Problem to solve:
Write out again only the lines between the one with "Warehouse pick-planner input: mark the courtyard" and the end of the records below, both ends counted, and don't include the pictures.

Named object pointing entries:

Start

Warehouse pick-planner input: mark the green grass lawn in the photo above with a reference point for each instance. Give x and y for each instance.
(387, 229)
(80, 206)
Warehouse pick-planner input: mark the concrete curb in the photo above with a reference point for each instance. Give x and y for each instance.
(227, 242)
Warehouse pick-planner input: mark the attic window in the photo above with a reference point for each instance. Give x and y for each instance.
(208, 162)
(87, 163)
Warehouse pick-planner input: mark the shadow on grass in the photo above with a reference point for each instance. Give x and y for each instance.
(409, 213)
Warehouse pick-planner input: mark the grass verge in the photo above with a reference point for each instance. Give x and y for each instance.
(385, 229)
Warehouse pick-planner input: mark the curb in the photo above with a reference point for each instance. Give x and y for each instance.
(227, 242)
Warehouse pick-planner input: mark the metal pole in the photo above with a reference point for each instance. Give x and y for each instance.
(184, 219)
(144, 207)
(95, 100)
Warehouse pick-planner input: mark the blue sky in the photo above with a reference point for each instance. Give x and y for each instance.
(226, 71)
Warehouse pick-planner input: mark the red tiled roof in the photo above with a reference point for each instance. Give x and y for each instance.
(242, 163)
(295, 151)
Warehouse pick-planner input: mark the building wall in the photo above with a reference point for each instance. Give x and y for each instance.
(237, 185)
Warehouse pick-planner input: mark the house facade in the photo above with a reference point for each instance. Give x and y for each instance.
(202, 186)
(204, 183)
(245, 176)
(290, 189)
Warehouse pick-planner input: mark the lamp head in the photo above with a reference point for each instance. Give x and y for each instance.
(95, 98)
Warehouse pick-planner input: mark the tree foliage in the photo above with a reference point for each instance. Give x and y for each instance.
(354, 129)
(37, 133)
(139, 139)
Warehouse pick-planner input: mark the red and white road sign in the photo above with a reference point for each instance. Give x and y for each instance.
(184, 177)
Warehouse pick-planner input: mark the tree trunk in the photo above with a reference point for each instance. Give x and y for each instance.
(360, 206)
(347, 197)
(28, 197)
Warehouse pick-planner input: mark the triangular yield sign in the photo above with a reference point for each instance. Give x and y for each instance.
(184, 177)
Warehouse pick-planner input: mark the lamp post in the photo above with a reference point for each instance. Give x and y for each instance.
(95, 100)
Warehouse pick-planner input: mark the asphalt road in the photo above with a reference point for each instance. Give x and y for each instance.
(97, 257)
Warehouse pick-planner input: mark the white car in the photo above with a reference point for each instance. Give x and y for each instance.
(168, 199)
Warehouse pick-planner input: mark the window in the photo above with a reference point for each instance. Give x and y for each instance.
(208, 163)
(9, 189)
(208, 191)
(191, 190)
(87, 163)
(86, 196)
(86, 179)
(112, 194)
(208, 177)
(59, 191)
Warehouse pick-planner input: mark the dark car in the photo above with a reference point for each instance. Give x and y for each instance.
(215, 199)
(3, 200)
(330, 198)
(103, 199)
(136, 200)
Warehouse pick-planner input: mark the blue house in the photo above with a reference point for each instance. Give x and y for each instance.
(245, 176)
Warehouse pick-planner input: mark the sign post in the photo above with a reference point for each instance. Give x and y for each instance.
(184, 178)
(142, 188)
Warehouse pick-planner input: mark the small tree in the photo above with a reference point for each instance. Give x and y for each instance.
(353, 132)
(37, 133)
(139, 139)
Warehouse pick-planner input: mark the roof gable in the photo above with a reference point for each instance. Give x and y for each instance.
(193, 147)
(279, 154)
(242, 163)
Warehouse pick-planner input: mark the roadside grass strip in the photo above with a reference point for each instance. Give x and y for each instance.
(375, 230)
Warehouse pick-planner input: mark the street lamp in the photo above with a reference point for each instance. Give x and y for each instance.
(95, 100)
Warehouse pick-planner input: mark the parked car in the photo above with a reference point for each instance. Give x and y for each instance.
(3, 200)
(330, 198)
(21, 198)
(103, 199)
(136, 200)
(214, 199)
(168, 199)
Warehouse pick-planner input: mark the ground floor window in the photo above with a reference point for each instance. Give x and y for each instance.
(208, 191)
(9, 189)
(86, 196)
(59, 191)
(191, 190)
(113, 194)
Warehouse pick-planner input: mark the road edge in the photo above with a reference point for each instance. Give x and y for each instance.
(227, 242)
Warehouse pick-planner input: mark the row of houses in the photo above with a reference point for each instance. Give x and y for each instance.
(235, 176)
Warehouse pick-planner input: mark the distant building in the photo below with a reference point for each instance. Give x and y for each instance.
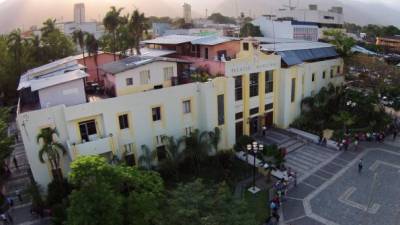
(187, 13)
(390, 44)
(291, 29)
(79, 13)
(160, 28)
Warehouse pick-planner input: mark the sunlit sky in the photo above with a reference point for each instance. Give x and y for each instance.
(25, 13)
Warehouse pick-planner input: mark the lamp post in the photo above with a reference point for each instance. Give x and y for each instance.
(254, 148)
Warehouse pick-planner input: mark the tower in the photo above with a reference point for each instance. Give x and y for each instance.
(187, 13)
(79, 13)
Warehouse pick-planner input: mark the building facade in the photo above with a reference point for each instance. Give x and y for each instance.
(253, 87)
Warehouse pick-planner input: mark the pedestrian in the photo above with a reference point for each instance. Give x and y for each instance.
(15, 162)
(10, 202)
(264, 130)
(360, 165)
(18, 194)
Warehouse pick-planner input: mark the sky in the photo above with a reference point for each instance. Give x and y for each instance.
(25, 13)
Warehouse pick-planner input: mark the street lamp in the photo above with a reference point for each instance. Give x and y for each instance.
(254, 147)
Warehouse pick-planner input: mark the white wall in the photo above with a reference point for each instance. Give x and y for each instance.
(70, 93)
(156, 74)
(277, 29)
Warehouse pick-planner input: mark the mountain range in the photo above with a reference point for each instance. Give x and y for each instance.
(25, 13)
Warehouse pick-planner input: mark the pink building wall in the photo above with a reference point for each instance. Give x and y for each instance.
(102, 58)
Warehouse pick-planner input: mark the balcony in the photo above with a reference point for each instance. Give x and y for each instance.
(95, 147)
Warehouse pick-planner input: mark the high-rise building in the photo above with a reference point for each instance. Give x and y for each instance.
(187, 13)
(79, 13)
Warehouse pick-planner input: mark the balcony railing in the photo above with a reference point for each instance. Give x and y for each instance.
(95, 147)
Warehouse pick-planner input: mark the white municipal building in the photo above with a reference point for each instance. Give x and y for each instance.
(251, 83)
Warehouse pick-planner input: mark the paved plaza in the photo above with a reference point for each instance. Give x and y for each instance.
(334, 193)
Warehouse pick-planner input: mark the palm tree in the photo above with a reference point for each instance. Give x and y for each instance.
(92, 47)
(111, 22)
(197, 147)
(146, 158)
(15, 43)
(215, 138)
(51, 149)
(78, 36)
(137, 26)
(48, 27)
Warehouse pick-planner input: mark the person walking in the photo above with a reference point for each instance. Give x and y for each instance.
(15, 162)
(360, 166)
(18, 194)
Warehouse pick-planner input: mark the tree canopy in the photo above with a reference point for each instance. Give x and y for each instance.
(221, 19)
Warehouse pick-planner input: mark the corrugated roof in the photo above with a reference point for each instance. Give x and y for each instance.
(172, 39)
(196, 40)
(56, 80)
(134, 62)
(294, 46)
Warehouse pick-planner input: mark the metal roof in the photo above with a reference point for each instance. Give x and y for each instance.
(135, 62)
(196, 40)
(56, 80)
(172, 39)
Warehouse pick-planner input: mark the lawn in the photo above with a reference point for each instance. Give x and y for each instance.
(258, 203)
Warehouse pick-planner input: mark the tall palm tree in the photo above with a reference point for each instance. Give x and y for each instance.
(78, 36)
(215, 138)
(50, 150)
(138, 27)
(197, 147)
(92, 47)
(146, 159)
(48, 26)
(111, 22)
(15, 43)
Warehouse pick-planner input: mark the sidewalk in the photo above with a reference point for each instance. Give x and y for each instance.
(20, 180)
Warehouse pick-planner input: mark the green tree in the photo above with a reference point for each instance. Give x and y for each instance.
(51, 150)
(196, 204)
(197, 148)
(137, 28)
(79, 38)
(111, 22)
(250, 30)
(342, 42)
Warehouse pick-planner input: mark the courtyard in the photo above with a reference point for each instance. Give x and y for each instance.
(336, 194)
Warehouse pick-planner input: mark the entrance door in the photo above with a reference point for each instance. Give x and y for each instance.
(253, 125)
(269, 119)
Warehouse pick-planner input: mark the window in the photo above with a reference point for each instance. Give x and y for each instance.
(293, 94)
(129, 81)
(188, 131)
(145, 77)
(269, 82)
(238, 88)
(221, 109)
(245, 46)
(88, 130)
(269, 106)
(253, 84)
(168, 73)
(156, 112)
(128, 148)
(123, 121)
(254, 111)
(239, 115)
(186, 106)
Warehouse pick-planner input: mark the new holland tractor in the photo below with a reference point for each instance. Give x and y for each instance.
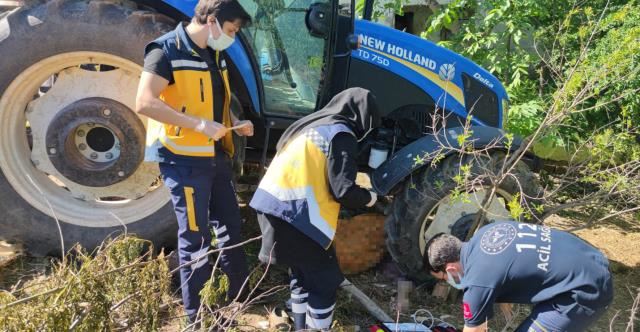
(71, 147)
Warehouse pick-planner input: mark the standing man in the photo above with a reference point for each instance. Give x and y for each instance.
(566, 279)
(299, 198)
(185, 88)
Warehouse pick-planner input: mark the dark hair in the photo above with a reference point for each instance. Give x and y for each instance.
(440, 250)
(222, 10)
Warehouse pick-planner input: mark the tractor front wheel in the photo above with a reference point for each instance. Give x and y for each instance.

End

Full answer:
Warehouse pick-planner input: mark the courtyard in the photo above with a reference point for each instance. Give x and y for each instance.
(336, 194)
Warehouse pick-planner input: mark the entrance door in the photo above with a reference point for each instance. Give x and y for each instance.
(253, 125)
(269, 119)
Warehouse pick-planner input: mark the window in the photo above with a reference point for each instance. Give x and y for each instance.
(293, 94)
(129, 81)
(188, 131)
(145, 77)
(269, 82)
(238, 88)
(221, 109)
(245, 46)
(88, 130)
(269, 106)
(253, 84)
(168, 73)
(156, 112)
(128, 148)
(123, 121)
(254, 111)
(239, 115)
(186, 106)
Warehouse pick-planner input: mark the new holland tractor in the photo below with a reference point for each instance. Give x and y for each instance.
(71, 147)
Warehouse pick-planner input: mark the standing man in the photo above with a reference point for each instance. Give x and y for each instance.
(566, 279)
(299, 198)
(185, 88)
Warehouse pick-planner input: mark the dark hair in the photo above with a reference point for each instance. Give x and y for each instance.
(440, 250)
(222, 10)
Warehouse pick-planner input: mark the tractor front wheel in the photo above with a reference point for each instance. Give x and y for each instance.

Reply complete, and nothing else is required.